Mesmo que se pense que a pandemia ocasionada pela Sars-Cov-2 — causador da Covid-19 — possa ter influenciado negativamente no comércio alimentício, Erique comenta que não. Ao contrário, foi um período de crescimento e maior rentabilidade. Segundo ele, isso ocorreu por conta do fechamento de bares, restaurantes e pub’s, medidas tomadas pelo Governo Estadual e Municipal para evitar a propagação do vírus. “As pessoas passaram a cozinhar mais em casa, a experimentar coisas novas, e como os mercados não fecharam, obtivemos um bom retorno financeiro”, explica. Ele relembra, no entanto, que logo no começo das medidas de distanciamento, muitas indústrias fecharam as portas ou interromperam as atividades, promovendo uma escassez de alguns produtos. “A dificuldade maior foi na adaptação, por causa dos costumes. Usar máscara, mudando algumas coisas no ambiente para promover o distanciamento. Houve também um aumento nos custos por conta da necessidade de reabastecer sempre os totens com álcool em gel e adquirindo novas máscaras para os funcionários”, diz o administrador.
Muito além do preço
Em recente pesquisa realizada pela Accenture sobre as mudanças de perfil dos consumidores, foi identificada uma característica que está cada vez mais presente nos consumidores: muito além do preço, eles observam outros diversos fatores antes de efetuar um negócio.
O estudo é realizado em 22 países e está na 16ª edição, ouvindo mais de 25 mil pessoas. Ele divide os entrevistados em três grupos: consumidores tradicionais, reimaginados e em evolução. Os tradicionais são aqueles que ainda consideram o preço como principal fator, e, do total, representam 17%. Já os em evolução, são os que estão começando a modificar o pensamento de compra para ser um reimaginado. Este grupo representa 33%. Já o reimaginado é aquele consumidor que avalia, além do preço, fatores como reputação, confiança, origem dos produtos, segurança e saúde. Este grupo é o dominante, com 50% do público.
O estudo aponta que o Brasil é o país com maior número de consumidores reimaginados, ao lado da Índia, atingindo um percentual de 71%. 21% dos consumidores restantes fazem parte do grupo em evolução.

## Tarefa 1
Segundo o texto, em quantos países é realizado o estudo da Accenture?
## Tarefa 2
Por favor, reproduza o trecho do texto que começa nas palavras "O estudo aponta" e termina após "grupo em evolução.".

## Registros extraídos
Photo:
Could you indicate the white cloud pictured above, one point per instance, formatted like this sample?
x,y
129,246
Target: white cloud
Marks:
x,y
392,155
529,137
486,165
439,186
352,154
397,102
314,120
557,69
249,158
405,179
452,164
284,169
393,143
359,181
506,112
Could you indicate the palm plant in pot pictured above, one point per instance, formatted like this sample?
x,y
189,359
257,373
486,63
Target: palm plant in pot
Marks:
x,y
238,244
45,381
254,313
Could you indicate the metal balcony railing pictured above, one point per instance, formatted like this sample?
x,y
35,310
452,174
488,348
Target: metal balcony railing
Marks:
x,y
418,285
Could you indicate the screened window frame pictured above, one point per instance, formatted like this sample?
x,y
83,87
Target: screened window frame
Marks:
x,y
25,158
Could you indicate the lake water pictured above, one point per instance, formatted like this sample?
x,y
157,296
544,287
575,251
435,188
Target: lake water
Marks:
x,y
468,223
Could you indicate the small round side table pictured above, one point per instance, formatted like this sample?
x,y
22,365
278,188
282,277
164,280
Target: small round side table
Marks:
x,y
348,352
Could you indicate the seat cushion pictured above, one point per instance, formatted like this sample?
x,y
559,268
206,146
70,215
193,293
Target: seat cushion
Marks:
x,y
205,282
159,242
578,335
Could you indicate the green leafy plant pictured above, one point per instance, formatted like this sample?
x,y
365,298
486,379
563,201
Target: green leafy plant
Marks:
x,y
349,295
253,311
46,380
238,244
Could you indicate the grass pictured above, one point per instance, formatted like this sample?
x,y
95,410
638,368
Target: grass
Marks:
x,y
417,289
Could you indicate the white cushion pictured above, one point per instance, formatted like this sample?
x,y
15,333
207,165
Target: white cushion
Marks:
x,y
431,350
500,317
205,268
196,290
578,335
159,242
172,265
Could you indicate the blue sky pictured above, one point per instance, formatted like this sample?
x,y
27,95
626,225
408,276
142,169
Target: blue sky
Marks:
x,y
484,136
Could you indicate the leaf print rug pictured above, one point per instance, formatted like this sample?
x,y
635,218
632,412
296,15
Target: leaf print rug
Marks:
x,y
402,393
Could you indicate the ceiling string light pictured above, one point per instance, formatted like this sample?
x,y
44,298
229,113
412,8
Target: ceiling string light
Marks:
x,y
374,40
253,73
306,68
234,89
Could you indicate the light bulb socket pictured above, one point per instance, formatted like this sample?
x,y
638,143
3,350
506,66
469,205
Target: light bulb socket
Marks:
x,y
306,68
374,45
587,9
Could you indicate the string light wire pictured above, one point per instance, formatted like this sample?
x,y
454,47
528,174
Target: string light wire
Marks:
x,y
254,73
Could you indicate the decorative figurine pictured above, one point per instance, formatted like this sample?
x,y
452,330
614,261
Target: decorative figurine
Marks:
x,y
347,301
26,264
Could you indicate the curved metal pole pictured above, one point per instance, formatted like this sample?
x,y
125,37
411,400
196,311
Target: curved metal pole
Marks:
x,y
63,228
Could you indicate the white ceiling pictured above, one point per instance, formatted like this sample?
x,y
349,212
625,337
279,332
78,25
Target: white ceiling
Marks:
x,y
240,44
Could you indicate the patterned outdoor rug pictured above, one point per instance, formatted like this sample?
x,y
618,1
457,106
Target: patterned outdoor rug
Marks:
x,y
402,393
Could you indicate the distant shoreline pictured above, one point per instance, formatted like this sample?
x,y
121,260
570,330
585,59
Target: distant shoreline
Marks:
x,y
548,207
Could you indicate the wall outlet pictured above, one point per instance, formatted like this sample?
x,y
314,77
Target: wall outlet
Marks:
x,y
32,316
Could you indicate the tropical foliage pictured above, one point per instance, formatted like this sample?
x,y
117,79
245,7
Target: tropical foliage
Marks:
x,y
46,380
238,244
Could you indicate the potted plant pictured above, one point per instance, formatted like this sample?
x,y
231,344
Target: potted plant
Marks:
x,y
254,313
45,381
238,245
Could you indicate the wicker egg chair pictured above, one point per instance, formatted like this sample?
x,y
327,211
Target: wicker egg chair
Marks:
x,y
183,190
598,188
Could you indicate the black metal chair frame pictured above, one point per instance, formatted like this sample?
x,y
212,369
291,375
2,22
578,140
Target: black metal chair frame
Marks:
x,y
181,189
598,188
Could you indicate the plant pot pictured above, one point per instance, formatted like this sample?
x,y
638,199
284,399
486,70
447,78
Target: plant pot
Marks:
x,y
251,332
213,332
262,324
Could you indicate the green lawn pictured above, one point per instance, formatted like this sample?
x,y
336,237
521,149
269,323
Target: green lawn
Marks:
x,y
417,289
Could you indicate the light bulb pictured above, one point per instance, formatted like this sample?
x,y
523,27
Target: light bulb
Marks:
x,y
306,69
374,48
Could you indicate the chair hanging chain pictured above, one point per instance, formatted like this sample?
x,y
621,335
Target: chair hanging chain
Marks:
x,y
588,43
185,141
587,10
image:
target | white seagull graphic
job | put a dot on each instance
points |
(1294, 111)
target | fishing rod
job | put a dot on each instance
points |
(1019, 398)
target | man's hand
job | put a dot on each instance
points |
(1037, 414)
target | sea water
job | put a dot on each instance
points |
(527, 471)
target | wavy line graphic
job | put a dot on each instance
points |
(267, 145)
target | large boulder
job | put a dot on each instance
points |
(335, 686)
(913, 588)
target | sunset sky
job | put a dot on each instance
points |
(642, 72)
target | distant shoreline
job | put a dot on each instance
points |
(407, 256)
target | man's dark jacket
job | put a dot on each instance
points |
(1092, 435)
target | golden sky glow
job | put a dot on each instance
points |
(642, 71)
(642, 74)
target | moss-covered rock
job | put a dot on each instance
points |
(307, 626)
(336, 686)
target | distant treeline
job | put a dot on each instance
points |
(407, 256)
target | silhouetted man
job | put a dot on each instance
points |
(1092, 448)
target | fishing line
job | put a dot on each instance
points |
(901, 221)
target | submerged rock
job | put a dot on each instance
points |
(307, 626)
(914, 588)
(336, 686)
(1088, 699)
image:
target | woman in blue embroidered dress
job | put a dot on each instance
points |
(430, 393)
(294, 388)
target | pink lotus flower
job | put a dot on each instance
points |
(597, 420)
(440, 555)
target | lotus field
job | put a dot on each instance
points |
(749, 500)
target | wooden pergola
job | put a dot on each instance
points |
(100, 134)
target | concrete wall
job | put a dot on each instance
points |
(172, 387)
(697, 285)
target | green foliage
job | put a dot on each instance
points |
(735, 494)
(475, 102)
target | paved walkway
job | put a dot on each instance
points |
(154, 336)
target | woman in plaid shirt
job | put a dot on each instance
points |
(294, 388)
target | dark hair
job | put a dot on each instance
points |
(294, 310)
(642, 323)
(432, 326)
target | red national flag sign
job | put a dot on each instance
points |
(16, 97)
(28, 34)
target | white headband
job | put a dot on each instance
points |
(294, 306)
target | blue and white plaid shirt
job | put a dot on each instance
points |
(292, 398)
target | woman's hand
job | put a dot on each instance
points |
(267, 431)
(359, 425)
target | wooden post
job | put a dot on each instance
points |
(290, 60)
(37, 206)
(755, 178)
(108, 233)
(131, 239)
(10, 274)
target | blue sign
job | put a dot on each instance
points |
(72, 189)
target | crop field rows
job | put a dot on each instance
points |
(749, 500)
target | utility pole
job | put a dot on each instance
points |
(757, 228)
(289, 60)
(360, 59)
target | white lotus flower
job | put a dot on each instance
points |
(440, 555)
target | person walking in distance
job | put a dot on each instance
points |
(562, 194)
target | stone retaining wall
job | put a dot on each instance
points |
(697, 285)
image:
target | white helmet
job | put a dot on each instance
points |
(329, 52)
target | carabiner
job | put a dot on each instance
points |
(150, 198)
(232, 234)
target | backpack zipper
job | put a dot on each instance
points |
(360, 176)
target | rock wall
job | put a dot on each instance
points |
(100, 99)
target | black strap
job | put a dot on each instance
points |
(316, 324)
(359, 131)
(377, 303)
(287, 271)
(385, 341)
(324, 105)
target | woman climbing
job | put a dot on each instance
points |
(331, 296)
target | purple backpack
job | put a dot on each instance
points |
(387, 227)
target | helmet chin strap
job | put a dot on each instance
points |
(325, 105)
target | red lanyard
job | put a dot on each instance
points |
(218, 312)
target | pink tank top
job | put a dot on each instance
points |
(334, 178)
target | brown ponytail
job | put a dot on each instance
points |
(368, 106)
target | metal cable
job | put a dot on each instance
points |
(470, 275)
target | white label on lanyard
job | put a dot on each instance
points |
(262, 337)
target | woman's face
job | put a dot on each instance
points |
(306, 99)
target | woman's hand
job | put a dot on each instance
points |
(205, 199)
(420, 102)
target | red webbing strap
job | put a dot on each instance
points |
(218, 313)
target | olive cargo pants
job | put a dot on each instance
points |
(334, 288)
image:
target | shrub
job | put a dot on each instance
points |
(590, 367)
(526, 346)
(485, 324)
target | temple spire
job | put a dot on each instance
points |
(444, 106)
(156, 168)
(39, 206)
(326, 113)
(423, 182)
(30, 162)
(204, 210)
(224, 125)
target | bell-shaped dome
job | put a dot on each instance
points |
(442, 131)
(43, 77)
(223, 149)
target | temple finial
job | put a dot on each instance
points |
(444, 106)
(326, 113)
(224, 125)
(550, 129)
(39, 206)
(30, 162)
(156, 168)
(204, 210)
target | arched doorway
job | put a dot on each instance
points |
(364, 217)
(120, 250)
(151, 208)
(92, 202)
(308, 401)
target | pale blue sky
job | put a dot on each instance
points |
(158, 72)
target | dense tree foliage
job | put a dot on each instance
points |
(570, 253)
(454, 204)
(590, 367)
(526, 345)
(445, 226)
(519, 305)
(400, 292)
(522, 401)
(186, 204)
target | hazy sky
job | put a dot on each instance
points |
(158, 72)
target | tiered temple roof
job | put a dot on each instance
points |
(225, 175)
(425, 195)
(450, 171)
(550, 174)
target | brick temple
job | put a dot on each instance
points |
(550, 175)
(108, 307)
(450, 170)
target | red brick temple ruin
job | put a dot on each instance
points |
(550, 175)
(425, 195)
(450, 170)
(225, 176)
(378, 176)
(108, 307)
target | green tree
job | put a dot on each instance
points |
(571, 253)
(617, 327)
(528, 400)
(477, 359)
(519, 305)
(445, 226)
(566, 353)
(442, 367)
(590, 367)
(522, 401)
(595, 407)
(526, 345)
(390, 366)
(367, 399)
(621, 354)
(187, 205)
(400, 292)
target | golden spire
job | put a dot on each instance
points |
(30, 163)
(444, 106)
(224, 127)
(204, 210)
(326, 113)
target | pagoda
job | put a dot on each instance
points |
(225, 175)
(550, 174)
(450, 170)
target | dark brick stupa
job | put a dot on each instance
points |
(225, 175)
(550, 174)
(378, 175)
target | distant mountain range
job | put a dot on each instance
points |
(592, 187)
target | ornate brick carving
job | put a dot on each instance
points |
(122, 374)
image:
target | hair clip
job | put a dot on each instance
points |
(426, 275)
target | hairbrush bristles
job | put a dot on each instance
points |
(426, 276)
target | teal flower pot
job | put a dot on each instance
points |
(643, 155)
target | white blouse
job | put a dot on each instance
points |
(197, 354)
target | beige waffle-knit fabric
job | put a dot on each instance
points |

## Sua resposta 1
Em 22 países.

## Sua resposta 2
O estudo aponta que o Brasil é o país com maior número de consumidores reimaginados, ao lado da Índia, atingindo um percentual de 71%. 21% dos consumidores restantes fazem parte do grupo em evolução.